__DATA TO EXAMINE__:
════════════════

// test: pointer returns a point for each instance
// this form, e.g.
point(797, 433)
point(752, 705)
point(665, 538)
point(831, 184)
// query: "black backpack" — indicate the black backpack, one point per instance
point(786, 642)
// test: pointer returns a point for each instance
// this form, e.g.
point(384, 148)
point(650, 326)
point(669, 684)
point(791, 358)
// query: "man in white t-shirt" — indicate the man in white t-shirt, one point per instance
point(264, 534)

════════════════

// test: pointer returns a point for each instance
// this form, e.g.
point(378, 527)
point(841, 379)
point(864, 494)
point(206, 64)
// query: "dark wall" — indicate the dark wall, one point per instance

════════════════

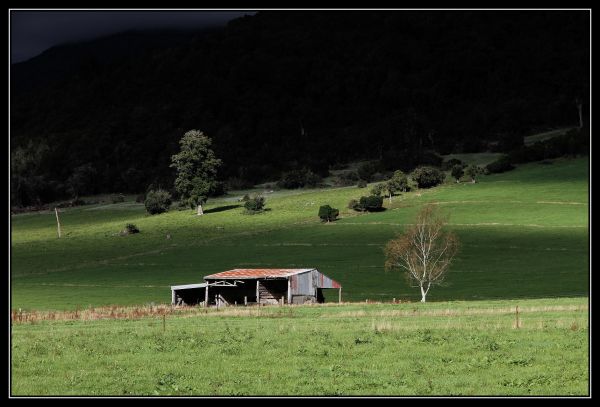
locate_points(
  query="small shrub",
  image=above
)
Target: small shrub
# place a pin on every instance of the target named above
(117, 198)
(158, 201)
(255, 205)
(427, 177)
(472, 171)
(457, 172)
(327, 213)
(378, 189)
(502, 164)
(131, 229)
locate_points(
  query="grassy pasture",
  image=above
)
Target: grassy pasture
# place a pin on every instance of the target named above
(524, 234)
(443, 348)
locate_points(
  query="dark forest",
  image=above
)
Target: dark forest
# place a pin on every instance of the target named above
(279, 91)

════════════════

__WHAT YOU WILL DO__: If a line above holds the word "shrub", copy it.

__EXERCISE SOLUTION__:
  query="small shrub",
Target: small shrub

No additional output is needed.